**ПИСЬМЕННОЕ ЗАДАНИЕ 1:** Как перевести на английский предложение из фрагмента об образе Невила: «Невил, правда, и сам дрожащая тень: он хрупок и физически, и психически»?

**ФРАГМЕНТ ДОКУМЕНТА:**
======
Вирджиния Вулф: «моменты бытия» — страница 44 из 61

Если Рода отгораживается от жизненных невзгод фантазиями, то Невил – и в этом смысле у него с Луисом немало общего – прилежанием, упорядоченностью, убежденностью, что всё, в конечном счете, кончится хорошо: «В мире есть порядок… и всё у меня впереди». Или это он так себя успокаивает?

В мире Невила царит здравомыслие, в нем нет места религии, мистике: «Я одно презренье испытываю к этой религии скорби, к унылым, дрожащим теням».

Невил, правда, и сам дрожащая тень: он хрупок и физически, и психически. И хрупкость, внежизненность, как и Луис, компенсирует добросовестностью, силой воли и страстью к учебе. Оказавшись в колледже, он предвкушает, как будет «исследовать точность латыни и… пробовать на язык раскатистые гекзаметры Вергилия и Лукреция».

Вместе с тем, он сам же страдает от своих завышенных притязаний, для него, человека по-своему яркого, одаренного, бездарность окружающих непереносима: «Хочется в голос кричать от уютного самодовольства, от бездарности этого мира, который плодит коневодов с коралловыми брелоками на цепях».

В образованности, высоком интеллекте – и его слабость, «роковая какая-то нерешительность», которую он постоянно ощущает, боится, что, если дать ей волю, она «обернется пеной и фальшью».

Невил – живая пародия на книжного червя, он «исследует каждый поворот, каждый изгиб латинской фразы», он готов без конца говорить о литературе, Шекспире, «Гамлете», Китсе, – однако сам ничего оригинального, долговечного создать не в состоянии; Невил, как прустовский Бергот, – «жеманный чеканщик безделок»[153], не более того.

Здравомыслие причудливо сочетается у него с чертами идеалиста, витающего в небесах романтика. Закомплексованного (и он – тоже): «У меня нет телесного обаяния и отваги… Я вызываю жалость – не любовь». Влюбчивого: для него существует только один человек, Персивал, в которого он влюблен, и влюблен безответно; все же остальные: «Тени, полые призраки, плывущие пусто в тумане». Вечно стенающего, жалующегося на жизнь: «Молодость прошла». На мир: «Я чувствую всю враждебность и безразличие мира». И на людей – его гнетет их «враждебность и чуждость».

У Невила, как и у Луиса, мир для себя не имеет ничего общего с миром для других, всех остальных. Другие, остальные – бездарные, самодовольные, но ведь и сильные, активные, увлеченные жизнью, собой и друг другом; ему же суждено «всю жизнь липнуть к поверхности слов… копошиться, как червь, в черепах Софокла и Еврипида… плыть по излучинам фразы, куда бы она ни текла».

И безответно любить Персивала, испытывать к нему «нелепую, отчаянную страсть». Тяжко переживать его равнодушие, тем более – неверность: «Он неверный, любовь его ничего не значит». И еще тяжелее – известие о безвременной смерти Персивала в далекой Индии: «Всё кончено. Огни мира погасли».
======
**ДАННЫЕ ДЛЯ ОБРАБОТКИ:**
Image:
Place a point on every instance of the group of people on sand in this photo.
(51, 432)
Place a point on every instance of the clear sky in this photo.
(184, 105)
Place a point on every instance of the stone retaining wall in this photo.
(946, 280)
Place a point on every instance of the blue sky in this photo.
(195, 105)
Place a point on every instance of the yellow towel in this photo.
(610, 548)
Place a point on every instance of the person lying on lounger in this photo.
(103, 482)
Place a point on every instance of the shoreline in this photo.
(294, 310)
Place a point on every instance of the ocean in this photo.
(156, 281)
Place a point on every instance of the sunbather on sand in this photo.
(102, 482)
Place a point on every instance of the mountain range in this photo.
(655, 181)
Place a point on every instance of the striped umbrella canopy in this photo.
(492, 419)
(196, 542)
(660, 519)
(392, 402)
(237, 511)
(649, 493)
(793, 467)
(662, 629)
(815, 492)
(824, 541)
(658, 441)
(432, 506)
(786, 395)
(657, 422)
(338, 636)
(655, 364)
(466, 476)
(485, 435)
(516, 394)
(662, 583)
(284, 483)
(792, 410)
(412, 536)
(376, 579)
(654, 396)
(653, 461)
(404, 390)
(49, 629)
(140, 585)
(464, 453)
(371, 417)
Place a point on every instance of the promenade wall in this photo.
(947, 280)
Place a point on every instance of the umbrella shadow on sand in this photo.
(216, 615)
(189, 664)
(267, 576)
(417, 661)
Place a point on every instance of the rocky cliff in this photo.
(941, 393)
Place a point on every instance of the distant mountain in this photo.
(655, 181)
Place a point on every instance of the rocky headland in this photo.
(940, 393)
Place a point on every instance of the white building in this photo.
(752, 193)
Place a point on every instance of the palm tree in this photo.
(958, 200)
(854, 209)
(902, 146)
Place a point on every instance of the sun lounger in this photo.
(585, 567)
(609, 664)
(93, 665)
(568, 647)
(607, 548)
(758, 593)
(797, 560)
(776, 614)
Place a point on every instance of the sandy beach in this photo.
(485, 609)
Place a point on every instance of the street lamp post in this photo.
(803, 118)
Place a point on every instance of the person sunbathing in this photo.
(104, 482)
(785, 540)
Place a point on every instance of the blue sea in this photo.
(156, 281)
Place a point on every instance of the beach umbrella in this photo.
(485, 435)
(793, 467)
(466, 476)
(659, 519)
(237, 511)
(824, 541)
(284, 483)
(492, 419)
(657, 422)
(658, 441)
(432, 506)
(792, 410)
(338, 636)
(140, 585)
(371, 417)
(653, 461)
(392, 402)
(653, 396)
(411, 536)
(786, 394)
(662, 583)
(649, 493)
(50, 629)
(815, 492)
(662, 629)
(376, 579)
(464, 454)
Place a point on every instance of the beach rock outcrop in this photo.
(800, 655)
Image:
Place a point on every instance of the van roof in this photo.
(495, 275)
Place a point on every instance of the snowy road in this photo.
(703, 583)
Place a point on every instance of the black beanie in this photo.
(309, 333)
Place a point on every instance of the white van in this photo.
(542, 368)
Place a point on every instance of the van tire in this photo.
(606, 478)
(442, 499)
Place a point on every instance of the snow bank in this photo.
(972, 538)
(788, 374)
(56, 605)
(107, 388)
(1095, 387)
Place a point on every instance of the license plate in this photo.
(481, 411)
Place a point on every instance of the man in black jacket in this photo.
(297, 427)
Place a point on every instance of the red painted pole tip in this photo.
======
**ПИСЬМЕННОЕ ЗАДАНИЕ 2:** Подсчитайте, сколько строк в записях содержат слово «blue» с учетом регистра. В ответе укажите только число.

**ОТВЕТ К ЗАДАНИЮ 1:** Neville, it is true, is himself a trembling shadow: he is fragile both physically and mentally.

**ОТВЕТ К ЗАДАНИЮ 2:** 2